Speculation about increased working from home raises serious questions: can you have a work wife via email? And is it possible to dissect awful Hinge dates over Google Hangouts?

Dr Chung points out that, in some areas like London and Silicon Valley, “virtual offices” already exist where every employee works remotely. “How do you now enable people to feel a sense of belonging and also have those casual conversations?” she asks. Chung points to online chatting facilities like Slack, which are often used for talking about things that aren’t necessarily job-focused, alongside task-orientated chat.

“Because physical proximity does help provide that psychological sense of togetherness and of being close, some companies do ‘meet-ups’ in which the whole purpose is to really build that sense of closeness,” Dr Chung says.

happy-at-work
“There are things about meeting friends and building relationships in the office, as well as time away from home, which are very valuable.”

However, Professor Bacon thinks it’s unlikely that totally virtual offices will become the norm. “I think a lot of employees themselves will want to get back to work,” he tells me. “There are things about meeting friends and building relationships in the office, as well as time away from home, which are very valuable.”

Records provided

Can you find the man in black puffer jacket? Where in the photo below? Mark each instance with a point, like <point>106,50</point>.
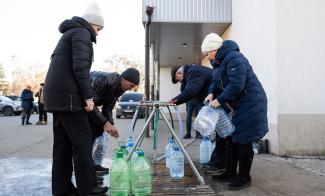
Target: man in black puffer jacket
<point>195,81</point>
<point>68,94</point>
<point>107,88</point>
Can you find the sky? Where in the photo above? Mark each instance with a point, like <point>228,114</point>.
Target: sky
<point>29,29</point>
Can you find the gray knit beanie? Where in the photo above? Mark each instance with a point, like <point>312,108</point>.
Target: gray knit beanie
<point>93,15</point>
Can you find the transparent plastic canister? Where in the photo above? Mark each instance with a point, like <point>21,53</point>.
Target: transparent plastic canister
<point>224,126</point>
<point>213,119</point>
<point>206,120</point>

* * *

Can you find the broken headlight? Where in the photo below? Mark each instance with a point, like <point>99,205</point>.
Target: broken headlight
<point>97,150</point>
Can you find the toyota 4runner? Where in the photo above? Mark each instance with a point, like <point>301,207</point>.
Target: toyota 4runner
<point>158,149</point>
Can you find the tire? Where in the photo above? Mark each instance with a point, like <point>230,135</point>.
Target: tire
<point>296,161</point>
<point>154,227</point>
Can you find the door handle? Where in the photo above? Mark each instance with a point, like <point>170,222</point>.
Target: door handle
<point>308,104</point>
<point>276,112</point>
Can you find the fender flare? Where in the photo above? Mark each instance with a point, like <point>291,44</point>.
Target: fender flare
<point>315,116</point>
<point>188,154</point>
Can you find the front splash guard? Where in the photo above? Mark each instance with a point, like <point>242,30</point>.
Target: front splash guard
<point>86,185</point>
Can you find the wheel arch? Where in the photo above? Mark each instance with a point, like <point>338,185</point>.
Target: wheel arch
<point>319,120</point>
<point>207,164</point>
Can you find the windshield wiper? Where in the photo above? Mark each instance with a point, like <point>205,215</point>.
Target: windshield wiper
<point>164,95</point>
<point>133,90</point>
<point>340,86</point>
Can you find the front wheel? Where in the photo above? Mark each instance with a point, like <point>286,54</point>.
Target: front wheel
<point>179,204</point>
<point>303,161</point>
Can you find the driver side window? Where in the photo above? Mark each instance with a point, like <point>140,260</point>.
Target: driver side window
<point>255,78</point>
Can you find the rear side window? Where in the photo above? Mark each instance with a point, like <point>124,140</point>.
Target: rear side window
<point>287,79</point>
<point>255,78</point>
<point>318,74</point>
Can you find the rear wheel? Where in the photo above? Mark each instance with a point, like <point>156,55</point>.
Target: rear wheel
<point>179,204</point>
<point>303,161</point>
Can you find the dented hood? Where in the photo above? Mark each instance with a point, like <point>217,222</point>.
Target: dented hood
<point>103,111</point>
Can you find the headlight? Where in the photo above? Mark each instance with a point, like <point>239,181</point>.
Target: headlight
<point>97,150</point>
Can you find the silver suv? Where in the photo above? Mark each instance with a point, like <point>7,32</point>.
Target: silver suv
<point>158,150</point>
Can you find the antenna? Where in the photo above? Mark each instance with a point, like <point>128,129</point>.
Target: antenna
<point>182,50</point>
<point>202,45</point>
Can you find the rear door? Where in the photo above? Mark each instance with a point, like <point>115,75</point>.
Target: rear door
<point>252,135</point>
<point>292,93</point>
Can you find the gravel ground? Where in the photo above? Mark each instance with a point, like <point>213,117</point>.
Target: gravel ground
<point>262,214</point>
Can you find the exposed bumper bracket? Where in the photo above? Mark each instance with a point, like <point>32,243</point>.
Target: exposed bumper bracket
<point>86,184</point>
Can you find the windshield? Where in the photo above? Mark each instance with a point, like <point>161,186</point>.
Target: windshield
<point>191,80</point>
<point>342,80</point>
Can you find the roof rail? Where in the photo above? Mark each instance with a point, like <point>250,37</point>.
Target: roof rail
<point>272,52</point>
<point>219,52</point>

---

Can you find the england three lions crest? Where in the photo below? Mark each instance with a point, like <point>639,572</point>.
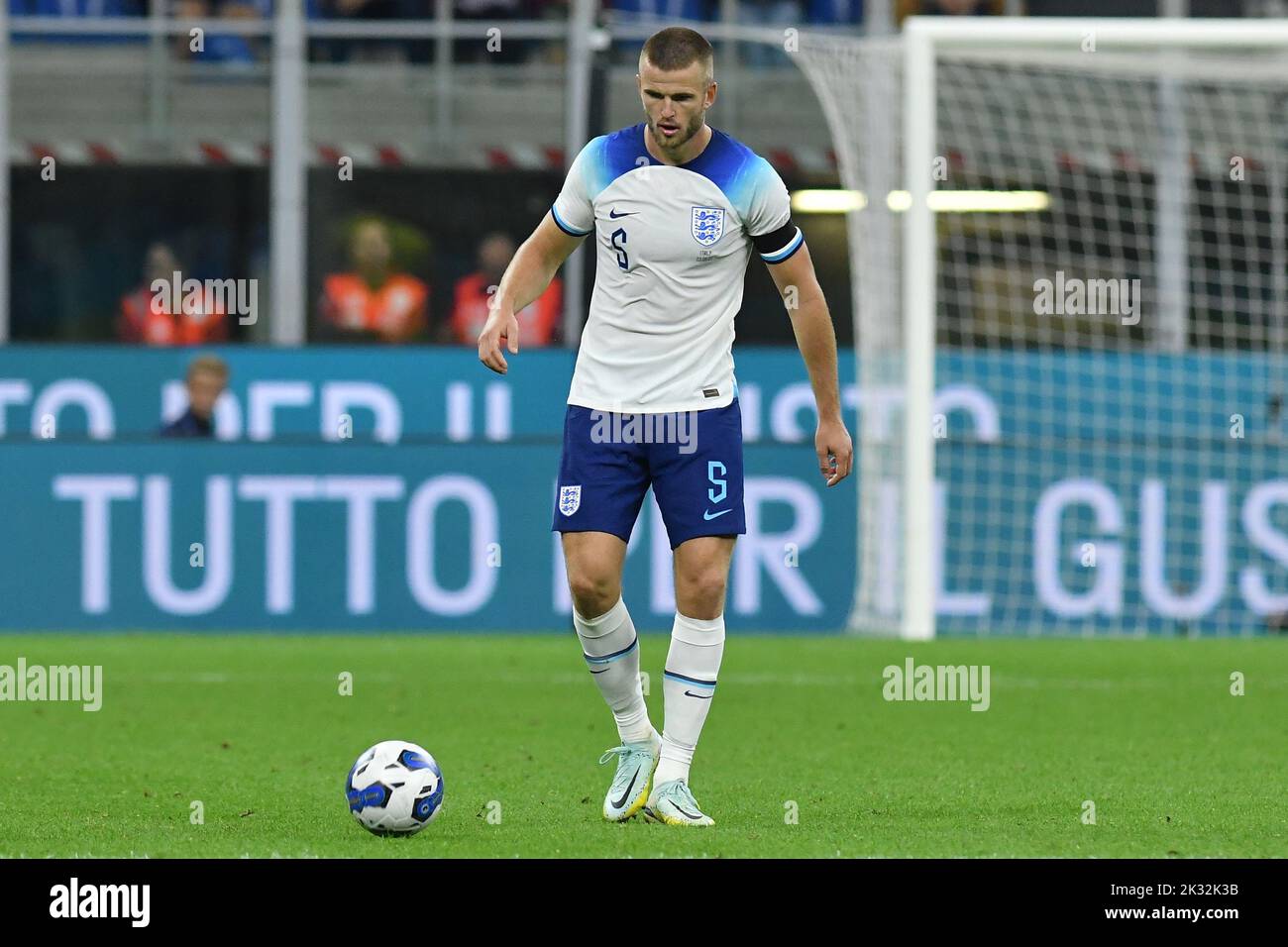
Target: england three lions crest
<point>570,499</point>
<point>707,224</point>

Task requirements
[1] Answer from the passage on working from home:
(a) Which two areas does Dr Chung name as already having virtual offices?
(b) What online chatting facility does Chung point to?
(c) What does Professor Bacon think is unlikely to become the norm?
[2] Write a continuation of the passage on working from home, picking up after its final sentence.
The data stands apart from the passage on working from home.

Answers by item
[1]
(a) London and Silicon Valley.
(b) Slack.
(c) Totally virtual offices.

[2]
Professor Bacon predicts that, once offices reopen (something he expects to happen in around four to five months), meetings with new clients will continue to mainly take place in person. With existing colleagues or known clients, Professor Bacon thinks there may be an uptick in virtual meetings, resulting in a rise in the number of meetings held in total. “Online meetings are easy to attend,” he explains. “So they’re easy to schedule, you can put them in and there’s no travel involved.”

What about greeting others in the office? Will handshakes ever be back? “Tapping feet and tapping elbows will continue as a jokey gesture between friends for quite a while,” he predicts. “Partly because it’s a tension reliever as well. If people are not quite sure what to do, it’s a way of injecting humour and friendliness into the meeting.”